Epsilon Drunk Binary Search Analysis

A comprehensive study of the "Balmer Peak" phenomenon in binary search algorithms, where introducing controlled randomness (epsilon) can improve performance on certain array structures.

Overview

This project implements and analyzes Epsilon Drunk Binary Search, a modified binary search algorithm that uses 0.5 + ε instead of 0.5 for the midpoint calculation, where ε is a small random offset. The research explores how different array structures (characterized by their Gini coefficient) respond to different levels of search "drunkness."

Key Concepts

Epsilon Drunk Binary Search

Standard binary search: Uses exact midpoint mid = (low + high) / 2
Drunk binary search: Uses perturbed midpoint mid = low + (high - low) * (0.5 + ε)
Epsilon (ε): Random offset in range [-ε_max, +ε_max]
- Negative ε = "undershoot" (bias toward lower indices)
- Positive ε = "overshoot" (bias toward higher indices)

Array Drunkness (Gini Coefficient)

The Gini coefficient is a statistical measure of inequality originally used in economics to measure income distribution. In our context, we apply it to measure the inequality in gap distributions between consecutive array elements.

Sober arrays: Perfectly even spacing between elements (Gini = 0.000)
Drunk arrays: Uneven gap distributions with some large and small gaps (higher Gini values)
Mathematical definition: For gaps $g_1, g_2, \ldots, g_n$:

$$\text{Gini} = \frac{2 \sum_{i=1}^{n} i \cdot g_i}{n \sum_{i=1}^{n} g_i} - \frac{n+1}{n}$$
Why we use it: The Gini coefficient provides a single, intuitive metric (0-1 scale) to characterize how "uneven" or "drunk" an array's structure is, allowing us to systematically study performance across different data distributions.

Balmer Peak

The Balmer Peak is a programming folklore concept suggesting that there's an optimal level of alcohol consumption that maximizes programming productivity - too little and you're overly cautious, too much and you make mistakes.

We apply this concept metaphorically to binary search:

Too sober (ε = 0): Deterministic but potentially suboptimal on uneven data
Optimal drunkness (small ε): Just enough randomness to improve performance
Too drunk (large ε): Excessive randomness hurts performance

Our research seeks to find the "Balmer Peak" epsilon value that minimizes average comparisons for each array structure.

.....

**Challenge 1**
Answer these from the epsilon drunk binary search write-up:
(a) What range does the random offset ε fall within?
(b) What Gini value is given for sober arrays?
(c) What is said to happen when ε is large?

**Stored dataset items**

.....

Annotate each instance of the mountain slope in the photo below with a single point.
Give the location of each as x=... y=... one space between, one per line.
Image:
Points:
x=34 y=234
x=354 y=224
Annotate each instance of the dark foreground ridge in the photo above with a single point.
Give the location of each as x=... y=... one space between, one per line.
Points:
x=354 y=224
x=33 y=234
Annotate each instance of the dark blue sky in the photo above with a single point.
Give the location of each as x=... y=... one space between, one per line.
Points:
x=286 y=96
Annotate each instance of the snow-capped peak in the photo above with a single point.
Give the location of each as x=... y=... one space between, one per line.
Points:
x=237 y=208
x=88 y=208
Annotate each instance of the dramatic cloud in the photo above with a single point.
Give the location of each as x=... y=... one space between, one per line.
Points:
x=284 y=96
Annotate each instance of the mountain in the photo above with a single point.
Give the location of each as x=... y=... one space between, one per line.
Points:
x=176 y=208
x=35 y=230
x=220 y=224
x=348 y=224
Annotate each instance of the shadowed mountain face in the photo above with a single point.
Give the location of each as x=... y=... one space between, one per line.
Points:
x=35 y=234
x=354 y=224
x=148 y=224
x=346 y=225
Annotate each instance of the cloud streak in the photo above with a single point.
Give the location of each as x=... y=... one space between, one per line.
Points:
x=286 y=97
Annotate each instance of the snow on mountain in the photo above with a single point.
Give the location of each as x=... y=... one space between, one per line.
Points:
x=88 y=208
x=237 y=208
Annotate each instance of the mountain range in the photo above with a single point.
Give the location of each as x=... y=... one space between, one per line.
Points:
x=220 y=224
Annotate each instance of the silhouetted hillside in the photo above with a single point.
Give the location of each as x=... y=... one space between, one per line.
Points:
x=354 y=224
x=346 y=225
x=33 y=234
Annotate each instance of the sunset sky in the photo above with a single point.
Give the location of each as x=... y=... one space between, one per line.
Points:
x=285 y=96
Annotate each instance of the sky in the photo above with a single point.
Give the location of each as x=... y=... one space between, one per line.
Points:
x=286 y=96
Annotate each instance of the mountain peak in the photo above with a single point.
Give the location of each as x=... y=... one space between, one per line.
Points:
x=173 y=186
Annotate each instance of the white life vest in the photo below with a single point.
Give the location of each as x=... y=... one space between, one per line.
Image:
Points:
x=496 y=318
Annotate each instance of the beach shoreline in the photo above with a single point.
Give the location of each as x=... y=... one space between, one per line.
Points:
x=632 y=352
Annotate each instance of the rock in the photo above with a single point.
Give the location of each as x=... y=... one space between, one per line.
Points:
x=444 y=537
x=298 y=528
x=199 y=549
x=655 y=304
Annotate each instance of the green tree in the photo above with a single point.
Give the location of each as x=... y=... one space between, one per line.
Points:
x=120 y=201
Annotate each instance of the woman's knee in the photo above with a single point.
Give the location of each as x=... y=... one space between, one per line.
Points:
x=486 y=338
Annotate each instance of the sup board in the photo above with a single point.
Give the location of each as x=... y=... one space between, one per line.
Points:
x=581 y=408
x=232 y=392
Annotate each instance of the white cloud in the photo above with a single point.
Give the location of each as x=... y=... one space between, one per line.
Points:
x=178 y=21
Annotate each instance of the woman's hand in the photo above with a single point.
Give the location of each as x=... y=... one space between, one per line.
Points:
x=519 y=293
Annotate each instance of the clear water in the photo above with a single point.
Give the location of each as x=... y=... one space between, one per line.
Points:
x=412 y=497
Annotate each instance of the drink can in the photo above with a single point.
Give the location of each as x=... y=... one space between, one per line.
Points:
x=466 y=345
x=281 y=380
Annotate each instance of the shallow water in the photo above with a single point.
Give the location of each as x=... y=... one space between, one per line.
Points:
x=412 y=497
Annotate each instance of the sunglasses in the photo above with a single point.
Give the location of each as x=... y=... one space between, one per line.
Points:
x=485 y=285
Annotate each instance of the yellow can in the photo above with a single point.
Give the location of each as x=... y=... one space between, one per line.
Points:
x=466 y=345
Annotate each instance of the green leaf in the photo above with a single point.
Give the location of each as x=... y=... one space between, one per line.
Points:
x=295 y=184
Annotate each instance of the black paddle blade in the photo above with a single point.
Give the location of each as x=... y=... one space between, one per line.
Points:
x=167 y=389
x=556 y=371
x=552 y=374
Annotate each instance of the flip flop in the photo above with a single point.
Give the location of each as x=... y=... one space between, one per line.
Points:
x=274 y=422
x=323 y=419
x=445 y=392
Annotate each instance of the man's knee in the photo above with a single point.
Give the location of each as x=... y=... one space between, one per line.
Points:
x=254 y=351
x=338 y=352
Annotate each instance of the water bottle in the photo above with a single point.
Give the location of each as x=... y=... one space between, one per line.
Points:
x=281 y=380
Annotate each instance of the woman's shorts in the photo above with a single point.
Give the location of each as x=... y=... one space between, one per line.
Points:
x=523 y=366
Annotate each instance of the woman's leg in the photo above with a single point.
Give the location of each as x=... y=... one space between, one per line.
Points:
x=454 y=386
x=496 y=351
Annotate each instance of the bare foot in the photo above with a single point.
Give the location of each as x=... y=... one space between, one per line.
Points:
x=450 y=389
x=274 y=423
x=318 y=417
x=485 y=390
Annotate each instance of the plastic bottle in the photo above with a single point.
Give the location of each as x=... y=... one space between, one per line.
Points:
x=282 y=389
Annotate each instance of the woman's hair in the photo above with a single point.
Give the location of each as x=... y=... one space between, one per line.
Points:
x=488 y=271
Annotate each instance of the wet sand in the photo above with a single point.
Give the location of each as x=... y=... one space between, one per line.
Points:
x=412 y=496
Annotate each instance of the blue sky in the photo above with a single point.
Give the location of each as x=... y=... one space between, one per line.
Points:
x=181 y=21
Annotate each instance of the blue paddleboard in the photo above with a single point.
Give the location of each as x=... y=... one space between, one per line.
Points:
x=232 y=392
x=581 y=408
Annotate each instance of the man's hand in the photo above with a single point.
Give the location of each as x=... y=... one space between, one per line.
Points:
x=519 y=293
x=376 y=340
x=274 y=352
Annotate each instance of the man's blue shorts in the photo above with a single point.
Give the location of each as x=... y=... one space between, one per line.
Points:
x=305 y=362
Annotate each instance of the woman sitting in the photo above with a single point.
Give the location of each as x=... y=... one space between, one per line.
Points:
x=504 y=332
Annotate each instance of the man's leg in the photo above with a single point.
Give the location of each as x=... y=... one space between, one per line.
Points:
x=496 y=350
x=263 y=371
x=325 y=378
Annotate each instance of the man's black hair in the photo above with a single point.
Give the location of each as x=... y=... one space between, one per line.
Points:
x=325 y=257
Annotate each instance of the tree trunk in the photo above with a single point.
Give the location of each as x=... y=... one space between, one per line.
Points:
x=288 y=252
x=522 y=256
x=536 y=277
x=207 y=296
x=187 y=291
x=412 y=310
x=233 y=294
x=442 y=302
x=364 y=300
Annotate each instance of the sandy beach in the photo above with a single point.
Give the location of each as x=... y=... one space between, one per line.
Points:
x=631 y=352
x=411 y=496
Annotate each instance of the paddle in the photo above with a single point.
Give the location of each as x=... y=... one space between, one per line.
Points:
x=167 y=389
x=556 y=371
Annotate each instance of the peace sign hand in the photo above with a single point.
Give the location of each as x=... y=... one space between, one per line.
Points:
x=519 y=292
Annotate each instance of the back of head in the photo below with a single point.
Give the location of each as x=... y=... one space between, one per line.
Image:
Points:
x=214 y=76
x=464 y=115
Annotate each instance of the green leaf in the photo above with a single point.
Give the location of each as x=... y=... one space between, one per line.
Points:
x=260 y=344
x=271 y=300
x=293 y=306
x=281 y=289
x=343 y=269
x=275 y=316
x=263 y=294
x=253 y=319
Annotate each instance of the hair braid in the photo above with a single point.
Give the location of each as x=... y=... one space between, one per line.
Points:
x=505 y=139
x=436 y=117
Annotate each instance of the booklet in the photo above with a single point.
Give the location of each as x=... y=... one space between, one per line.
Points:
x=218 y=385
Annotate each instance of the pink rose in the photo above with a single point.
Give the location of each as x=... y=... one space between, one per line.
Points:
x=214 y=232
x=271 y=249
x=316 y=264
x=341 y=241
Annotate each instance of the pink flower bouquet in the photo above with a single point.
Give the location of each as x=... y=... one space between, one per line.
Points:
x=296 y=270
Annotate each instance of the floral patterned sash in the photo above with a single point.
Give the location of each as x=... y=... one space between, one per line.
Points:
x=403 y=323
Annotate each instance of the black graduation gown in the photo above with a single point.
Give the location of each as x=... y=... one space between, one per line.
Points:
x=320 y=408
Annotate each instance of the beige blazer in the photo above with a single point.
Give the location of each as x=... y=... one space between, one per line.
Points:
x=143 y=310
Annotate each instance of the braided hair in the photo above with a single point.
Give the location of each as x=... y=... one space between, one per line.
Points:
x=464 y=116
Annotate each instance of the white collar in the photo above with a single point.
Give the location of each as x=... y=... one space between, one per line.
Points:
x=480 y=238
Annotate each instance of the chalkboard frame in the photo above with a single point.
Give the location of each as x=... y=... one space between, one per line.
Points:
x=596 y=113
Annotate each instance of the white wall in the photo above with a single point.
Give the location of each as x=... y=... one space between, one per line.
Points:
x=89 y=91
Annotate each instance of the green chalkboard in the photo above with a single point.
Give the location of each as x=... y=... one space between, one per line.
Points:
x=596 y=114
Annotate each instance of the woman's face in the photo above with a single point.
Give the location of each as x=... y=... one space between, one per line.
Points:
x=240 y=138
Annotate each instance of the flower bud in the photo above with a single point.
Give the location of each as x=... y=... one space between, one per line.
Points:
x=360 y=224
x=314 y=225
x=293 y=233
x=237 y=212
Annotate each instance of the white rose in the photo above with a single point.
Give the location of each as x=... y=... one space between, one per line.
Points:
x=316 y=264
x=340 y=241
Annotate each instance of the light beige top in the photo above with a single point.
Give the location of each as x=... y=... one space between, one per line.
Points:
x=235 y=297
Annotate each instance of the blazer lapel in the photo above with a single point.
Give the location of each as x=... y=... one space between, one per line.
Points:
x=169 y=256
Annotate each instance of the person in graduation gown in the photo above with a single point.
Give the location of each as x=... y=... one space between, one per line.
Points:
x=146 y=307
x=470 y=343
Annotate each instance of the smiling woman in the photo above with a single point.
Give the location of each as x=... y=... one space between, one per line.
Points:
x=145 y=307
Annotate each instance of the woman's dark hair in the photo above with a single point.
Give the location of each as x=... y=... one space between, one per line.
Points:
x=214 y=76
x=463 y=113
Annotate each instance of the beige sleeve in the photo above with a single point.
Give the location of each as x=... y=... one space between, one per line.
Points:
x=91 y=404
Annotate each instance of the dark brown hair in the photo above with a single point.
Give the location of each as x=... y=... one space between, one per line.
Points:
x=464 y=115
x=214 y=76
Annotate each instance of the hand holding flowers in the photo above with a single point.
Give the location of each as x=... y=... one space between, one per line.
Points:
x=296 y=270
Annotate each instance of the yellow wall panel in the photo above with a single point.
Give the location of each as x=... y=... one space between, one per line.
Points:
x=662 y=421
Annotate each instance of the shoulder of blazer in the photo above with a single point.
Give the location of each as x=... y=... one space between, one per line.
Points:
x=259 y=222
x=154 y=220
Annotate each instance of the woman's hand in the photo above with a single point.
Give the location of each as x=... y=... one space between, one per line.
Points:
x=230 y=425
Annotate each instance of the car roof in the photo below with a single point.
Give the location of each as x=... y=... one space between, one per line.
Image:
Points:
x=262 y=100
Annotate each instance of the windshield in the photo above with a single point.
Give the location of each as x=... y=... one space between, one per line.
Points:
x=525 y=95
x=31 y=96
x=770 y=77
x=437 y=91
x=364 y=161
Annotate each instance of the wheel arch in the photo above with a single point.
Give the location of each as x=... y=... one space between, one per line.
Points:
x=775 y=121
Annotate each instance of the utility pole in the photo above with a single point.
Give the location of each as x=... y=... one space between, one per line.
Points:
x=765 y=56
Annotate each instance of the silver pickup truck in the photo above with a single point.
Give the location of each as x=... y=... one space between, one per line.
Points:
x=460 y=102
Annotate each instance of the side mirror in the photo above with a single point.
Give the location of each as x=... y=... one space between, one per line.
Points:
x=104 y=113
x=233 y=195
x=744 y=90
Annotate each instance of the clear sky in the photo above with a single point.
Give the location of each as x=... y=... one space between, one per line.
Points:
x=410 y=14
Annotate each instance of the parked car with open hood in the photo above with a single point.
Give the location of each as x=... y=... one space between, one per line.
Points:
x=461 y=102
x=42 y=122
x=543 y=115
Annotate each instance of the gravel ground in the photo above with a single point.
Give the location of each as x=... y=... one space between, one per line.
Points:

.....

**Challenge 2**
Pull out every line of the records that contains the word "cloud".

**Complete output 1**
(a) [-ε_max, +ε_max]
(b) 0.000
(c) Excessive randomness hurts performance.

**Complete output 2**
Annotate each instance of the dramatic cloud in the photo above with a single point.
Annotate each instance of the cloud streak in the photo above with a single point.
Annotate each instance of the white cloud in the photo above with a single point.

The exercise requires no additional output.